_Page_.
-- BEGIN --
# Anyone else feel more confident after a haircut?



## Rex92

Got one yesterday and I recommend it anyway. When you look better, you feel a bit better. :yes


----------



## LynnNBoys

Yes! After a good haircut, I walk with my eyes ahead (not looking at the ground) and a smile on my face! Definitely a boost!


----------



## Syndacus

Oh yeah...definitely!


----------



## Innamorata

I feel better, until I wash my hair and it goes back to looking exactly the same as normal.


----------



## kiirby

I feel confident 5 minutes before the end of the haircut, then they ruin it and I walk home with my hood up. Thus why I cut my own hair.


----------



## foe

I feel so gorgeous and sexy after getting my haircut.


----------



## trendyfool

For sure! My hair's been getting pretty thick lately and it's been making me feel worse about myself. I'm going to get a haircut tomorrow.


----------



## SuperSky

I feel nervous after the haircut until I can change it back to how I normally have it. :\


----------



## forex

yeah , i feel better


----------



## sansd

I have long hair. I only trim it because I want to keep it long, but unfortunately it splits easily and doesn't grow quickly, so I'm never happy about the trimming.


----------



## Ashley1990

Yups..definitely n more when they are wet..long n wet hair ..i look awesome with them


----------



## JS13

Always! I try my hardest to look good, because it makes me feel good.


----------



## Boring Loser

I always think it looks weird for the first couple days but then it looks good after that. I used to love haircuts so much that i used to go in for a haircut every 3 weeks and now i have very short hair because of having so many haircuts. Now I don't have much hair left to do anything with. But i think a haircut will still improve it. I would like longer hair, but i've given up trying to grow my hair long again, it just won't grow that well anymore.


----------



## trendyfool

I got a haircut today and now i feel way better about the way i look. which makes me feel better about myself.
-- END --
_Job_.
Extend the forum thread about feeling more confident after a haircut, picking up after its last post. The items play no part in any of this.

_Extracted records_.
-- BEGIN --
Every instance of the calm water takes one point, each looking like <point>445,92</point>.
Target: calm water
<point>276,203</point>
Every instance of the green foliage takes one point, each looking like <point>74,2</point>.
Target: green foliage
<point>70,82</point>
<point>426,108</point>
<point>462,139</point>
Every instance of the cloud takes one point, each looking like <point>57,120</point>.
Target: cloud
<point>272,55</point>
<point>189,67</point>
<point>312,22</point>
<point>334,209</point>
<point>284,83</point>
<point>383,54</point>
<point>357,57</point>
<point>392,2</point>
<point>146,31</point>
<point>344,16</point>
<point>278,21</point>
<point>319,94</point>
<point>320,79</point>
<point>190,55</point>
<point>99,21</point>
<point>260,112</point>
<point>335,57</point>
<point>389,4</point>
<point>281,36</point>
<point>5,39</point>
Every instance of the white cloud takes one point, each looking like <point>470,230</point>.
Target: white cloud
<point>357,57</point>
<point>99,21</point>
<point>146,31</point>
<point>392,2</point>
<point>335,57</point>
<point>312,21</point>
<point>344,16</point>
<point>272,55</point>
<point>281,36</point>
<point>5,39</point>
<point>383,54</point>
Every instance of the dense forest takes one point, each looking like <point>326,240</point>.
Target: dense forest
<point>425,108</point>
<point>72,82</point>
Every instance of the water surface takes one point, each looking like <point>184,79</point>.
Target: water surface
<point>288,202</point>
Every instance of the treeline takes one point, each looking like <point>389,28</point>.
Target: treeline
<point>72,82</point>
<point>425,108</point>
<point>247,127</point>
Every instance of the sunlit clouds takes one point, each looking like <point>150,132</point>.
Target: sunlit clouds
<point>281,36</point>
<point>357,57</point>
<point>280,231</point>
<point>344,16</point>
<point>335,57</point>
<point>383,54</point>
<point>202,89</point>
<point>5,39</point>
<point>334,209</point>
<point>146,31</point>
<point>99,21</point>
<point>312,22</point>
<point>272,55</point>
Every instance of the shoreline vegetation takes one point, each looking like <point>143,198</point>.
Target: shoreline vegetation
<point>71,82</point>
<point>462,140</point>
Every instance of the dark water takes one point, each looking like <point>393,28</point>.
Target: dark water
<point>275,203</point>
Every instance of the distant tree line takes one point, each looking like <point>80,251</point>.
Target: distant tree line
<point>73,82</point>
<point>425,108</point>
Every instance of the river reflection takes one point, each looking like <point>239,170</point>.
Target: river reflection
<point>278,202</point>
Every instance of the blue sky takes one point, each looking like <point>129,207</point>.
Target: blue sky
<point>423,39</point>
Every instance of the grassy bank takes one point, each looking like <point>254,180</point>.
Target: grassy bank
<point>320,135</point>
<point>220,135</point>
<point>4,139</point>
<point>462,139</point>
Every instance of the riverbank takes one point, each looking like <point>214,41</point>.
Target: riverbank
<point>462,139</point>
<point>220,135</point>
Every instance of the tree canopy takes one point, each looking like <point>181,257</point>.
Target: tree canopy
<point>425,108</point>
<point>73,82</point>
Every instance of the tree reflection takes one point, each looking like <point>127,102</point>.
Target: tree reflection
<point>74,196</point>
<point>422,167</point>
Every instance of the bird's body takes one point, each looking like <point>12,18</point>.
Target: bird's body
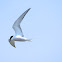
<point>18,31</point>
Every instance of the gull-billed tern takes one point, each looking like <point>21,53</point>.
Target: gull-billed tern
<point>18,31</point>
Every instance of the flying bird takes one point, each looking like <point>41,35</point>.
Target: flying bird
<point>18,31</point>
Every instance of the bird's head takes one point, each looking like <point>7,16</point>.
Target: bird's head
<point>10,38</point>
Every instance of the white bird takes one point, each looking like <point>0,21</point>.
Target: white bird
<point>18,31</point>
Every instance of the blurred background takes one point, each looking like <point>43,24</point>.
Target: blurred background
<point>42,24</point>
-- END --
_Answer for the task_.
----------



## King Moonracer

I always feel like i look stupid. I dont know what to do with my hair.


----------



## cassandraobrero

Yes, I always feel like a million dollar!


----------



## cassandraobrero

*Yes*



Rex92 said:


> Got one yesterday and I recommend it anyway. When you look better, you feel a bit better. :yes


Yes, I agree. And your external appearance almost always reflect how you are feeling inside. It shows no matter how you hide or camouflage it.


----------



## czersalad19

Me too


----------



## ecgta3

heck yes, the fact that I cut my own hair makes it all the better, took me 4 years till I could get it perfect


----------



## 0lly

I just shave my head these days, so I can get the satisfaction without the social awkwardness of talking to a barber :yes


----------



## Amileaway

Oh yea. Getting all squared up and knowing that I can wear a hat without getting hat hair. Last time I went for a walk down the main street afterwards just to feel how the wind felt through the new cut. I also like that I get a pretty girl to caress and fondle my head for a little while. So relaxing.


----------



## BlazingLazer

For sure! I got one yesterday in fact. It also helps that, unlike what seems like the norm here, I have some nice conversations with the guy who does my hair. I don't even really feel that anxious either.


----------



## Kuhle

Depends on if the haircut was good or not. My last haircut was horrible, but usually I feel a lot better after I get one.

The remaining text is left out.